> _Problem to work on_: Starting at the line that holds "Mark the flagpole", copy every line exactly through the end of the data, and no others.

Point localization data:
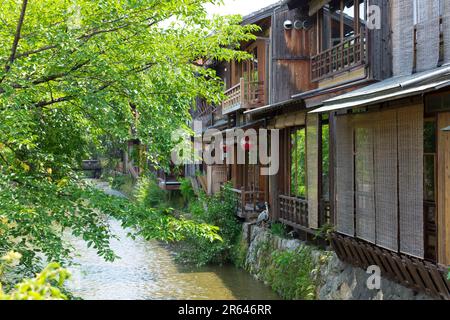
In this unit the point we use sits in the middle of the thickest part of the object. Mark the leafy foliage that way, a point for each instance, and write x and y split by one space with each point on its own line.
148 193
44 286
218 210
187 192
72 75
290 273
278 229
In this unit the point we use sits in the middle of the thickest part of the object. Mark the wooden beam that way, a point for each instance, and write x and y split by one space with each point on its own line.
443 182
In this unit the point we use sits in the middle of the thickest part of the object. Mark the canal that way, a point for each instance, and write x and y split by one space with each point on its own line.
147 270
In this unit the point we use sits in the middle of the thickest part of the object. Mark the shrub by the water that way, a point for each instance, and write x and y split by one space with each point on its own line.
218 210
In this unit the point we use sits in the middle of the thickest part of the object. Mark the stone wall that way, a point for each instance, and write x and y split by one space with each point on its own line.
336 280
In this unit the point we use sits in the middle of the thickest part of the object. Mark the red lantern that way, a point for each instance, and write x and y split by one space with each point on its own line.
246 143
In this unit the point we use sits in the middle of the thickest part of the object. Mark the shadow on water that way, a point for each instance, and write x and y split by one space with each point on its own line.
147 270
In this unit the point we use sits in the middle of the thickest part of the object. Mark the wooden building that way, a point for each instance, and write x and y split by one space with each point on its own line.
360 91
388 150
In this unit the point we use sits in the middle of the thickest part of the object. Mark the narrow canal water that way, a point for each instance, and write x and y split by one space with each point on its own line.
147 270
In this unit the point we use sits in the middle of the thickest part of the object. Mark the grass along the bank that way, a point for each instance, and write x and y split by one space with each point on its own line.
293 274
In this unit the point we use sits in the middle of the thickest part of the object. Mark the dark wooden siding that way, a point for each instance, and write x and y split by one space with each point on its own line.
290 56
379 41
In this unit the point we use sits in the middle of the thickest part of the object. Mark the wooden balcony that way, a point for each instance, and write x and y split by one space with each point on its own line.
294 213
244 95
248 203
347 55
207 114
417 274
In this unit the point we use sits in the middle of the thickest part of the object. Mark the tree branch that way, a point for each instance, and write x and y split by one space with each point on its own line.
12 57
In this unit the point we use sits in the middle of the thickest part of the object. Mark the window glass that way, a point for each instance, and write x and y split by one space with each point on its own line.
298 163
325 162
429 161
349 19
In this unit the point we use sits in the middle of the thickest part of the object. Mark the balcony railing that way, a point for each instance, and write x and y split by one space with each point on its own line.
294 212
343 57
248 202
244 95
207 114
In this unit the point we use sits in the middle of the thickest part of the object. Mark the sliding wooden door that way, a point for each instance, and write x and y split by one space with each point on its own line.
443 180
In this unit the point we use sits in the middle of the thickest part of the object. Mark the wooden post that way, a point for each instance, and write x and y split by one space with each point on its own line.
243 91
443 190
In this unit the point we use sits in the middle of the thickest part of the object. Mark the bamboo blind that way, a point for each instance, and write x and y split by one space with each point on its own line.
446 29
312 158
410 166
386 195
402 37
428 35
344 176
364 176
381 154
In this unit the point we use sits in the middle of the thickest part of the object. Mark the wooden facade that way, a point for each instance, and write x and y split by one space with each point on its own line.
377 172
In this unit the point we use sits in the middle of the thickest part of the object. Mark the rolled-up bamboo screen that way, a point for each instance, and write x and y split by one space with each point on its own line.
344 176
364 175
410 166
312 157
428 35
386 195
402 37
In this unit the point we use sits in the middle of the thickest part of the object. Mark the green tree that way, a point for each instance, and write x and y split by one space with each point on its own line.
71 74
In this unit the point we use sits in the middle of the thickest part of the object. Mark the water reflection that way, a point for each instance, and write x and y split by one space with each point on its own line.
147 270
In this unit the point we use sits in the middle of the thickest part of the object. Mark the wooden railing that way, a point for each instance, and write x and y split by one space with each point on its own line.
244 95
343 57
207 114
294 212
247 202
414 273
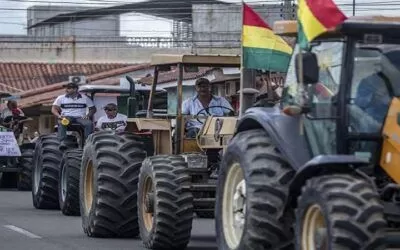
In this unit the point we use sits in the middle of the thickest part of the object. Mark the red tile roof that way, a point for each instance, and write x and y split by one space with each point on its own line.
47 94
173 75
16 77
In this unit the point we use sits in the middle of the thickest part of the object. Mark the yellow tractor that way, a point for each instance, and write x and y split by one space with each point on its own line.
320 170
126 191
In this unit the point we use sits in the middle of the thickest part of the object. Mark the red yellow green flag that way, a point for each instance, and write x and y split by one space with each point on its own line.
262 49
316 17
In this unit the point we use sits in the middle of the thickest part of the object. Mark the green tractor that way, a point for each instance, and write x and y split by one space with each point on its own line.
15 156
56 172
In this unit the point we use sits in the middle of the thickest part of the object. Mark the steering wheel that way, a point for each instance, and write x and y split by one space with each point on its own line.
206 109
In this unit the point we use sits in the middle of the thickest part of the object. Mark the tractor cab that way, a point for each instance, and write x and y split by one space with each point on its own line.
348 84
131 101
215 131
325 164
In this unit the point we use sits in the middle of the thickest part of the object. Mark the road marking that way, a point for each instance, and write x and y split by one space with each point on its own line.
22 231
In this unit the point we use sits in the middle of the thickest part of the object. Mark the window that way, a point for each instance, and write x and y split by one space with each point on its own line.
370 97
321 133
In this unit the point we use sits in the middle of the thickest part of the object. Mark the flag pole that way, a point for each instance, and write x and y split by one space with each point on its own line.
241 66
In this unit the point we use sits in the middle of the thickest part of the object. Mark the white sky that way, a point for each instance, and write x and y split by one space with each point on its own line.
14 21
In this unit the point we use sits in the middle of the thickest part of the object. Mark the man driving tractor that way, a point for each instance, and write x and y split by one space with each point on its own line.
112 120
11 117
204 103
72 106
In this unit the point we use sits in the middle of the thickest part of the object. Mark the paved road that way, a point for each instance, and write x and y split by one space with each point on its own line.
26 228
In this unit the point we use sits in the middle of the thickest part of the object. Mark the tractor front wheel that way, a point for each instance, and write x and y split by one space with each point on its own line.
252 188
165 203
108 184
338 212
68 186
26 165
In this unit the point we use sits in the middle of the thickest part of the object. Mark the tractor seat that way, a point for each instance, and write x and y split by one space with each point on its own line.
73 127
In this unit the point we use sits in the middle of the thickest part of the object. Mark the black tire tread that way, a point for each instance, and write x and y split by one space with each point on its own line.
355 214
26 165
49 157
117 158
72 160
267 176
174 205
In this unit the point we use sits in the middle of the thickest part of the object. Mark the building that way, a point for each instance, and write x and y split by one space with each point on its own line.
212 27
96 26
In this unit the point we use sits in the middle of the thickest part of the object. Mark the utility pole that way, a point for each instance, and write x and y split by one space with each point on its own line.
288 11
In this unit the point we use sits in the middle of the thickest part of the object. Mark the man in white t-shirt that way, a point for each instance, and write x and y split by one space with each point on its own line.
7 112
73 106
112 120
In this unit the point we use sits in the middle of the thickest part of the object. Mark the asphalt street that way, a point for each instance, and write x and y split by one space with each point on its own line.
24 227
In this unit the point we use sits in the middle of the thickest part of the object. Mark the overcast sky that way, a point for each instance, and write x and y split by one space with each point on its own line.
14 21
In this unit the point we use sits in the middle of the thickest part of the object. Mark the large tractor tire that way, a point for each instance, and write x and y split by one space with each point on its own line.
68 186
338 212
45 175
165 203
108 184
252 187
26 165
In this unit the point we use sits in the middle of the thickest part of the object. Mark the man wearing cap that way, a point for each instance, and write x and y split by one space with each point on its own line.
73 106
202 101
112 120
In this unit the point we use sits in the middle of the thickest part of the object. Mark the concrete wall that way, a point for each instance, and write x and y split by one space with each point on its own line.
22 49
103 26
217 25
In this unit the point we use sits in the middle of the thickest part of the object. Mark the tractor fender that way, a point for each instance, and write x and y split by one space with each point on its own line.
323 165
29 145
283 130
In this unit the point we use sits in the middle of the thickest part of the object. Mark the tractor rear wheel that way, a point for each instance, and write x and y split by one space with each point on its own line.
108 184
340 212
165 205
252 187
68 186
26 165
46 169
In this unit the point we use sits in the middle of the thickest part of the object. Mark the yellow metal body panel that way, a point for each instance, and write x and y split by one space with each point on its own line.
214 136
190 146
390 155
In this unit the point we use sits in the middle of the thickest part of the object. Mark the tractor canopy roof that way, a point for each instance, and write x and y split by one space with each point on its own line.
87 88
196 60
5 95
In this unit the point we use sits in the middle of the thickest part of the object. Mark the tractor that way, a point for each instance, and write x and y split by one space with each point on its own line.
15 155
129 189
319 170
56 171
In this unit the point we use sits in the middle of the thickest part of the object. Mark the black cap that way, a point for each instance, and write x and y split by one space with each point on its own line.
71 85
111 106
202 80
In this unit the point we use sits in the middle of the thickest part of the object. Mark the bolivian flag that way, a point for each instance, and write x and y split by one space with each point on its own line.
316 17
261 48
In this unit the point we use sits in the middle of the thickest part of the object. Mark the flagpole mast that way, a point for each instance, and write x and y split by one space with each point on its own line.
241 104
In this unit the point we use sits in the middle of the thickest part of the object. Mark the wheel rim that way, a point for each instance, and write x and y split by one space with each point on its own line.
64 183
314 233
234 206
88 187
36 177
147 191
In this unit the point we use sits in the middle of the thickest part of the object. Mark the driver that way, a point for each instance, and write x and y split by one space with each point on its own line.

> _Answer box_:
In this unit the point we use sits in the middle of the thickest part of the object. Mark the flagpole mast that way, a point for each instance, and write x and y split by one space with each point on its own line.
241 104
In this unit the point we use sits in the middle of the thickest part of the object. Mark the wheel rim that way, a point for each instance, and write x and y split by one space with each point on its own line.
64 183
314 233
234 206
88 187
36 177
147 191
In this unit the point we use sits in the middle of the thickest part of the object. Mark the driver that way, a point for each instance, and write x and y split by one space with each point on its own line.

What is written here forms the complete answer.